- [Petunjuk Latihan]: Hitung jumlah baris dalam materi di bawah yang memuat kata "water", dengan huruf besar dan kecil dibedakan. Tuliskan angkanya saja.

- [Materi]:

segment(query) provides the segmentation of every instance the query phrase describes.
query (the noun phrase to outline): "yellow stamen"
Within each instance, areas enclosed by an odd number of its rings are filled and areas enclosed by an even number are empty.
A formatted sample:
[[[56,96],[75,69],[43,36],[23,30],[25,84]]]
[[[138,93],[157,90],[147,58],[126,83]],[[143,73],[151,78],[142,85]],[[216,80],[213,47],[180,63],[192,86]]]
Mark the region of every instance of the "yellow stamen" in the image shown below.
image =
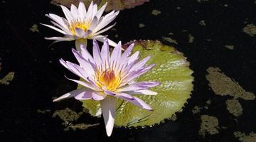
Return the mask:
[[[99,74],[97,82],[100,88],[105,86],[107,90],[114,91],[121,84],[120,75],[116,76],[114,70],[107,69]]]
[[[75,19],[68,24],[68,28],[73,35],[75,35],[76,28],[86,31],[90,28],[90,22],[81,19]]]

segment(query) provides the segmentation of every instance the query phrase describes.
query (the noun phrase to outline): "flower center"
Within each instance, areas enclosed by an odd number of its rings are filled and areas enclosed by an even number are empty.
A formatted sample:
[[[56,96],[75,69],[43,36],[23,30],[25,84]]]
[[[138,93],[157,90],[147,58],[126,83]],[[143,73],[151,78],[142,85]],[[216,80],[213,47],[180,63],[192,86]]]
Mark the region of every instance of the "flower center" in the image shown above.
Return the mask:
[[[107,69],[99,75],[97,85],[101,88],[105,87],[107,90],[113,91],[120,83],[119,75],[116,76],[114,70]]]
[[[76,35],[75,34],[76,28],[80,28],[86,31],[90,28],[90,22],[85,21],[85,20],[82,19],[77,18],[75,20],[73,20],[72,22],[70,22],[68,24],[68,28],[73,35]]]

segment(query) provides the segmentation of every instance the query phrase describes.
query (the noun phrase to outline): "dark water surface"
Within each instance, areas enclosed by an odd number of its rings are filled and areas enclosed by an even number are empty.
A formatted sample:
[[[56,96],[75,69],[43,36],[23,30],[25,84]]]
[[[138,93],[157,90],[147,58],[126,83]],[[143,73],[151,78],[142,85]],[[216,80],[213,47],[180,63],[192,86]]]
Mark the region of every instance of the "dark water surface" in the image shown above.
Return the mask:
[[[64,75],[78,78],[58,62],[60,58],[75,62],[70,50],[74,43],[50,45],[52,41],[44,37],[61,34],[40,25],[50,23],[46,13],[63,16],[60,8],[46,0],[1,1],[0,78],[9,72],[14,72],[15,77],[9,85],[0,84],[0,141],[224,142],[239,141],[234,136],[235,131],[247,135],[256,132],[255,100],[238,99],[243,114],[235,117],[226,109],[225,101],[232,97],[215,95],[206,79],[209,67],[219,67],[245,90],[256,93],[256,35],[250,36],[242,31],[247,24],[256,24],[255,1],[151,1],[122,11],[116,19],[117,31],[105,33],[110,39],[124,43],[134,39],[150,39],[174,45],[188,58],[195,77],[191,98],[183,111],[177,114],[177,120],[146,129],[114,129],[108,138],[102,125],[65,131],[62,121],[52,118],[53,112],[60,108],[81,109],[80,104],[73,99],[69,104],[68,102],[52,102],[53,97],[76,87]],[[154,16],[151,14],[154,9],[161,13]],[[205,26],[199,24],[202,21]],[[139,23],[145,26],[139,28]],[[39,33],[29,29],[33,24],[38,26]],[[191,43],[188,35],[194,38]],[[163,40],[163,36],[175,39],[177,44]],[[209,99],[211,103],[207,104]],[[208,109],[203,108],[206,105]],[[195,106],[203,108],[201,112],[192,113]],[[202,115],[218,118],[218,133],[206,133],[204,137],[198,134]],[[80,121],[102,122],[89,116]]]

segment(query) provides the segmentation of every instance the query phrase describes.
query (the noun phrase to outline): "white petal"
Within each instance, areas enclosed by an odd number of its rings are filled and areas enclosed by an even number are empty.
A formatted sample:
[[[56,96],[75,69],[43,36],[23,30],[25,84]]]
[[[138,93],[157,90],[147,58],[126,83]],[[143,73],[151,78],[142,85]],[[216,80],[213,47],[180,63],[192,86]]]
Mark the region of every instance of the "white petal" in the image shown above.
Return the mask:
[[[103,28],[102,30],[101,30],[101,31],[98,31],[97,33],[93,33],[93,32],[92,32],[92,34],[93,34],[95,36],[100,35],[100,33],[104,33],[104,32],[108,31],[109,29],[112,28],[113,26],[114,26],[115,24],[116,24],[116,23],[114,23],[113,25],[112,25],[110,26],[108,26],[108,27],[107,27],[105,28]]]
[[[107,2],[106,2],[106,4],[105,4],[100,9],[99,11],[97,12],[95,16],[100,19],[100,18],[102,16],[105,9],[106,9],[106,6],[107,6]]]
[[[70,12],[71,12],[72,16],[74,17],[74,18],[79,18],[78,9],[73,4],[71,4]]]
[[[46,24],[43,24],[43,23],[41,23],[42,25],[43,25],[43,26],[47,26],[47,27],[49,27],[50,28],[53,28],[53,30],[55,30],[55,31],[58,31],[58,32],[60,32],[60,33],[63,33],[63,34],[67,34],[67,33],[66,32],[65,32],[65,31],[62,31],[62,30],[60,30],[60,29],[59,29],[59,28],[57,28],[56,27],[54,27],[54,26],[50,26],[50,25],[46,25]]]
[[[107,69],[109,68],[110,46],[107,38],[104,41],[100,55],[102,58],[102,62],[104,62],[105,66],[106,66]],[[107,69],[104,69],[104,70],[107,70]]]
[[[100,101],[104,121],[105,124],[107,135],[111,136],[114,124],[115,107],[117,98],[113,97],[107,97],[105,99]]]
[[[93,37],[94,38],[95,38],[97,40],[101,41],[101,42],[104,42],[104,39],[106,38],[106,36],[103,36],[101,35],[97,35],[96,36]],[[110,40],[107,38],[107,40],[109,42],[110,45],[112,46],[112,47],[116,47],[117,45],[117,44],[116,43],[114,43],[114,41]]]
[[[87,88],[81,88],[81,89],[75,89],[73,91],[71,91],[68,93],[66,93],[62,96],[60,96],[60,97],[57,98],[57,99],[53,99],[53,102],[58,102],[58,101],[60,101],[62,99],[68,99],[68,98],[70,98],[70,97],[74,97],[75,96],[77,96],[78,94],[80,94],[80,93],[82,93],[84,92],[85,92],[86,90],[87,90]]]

- [Jawaban Latihan]: 2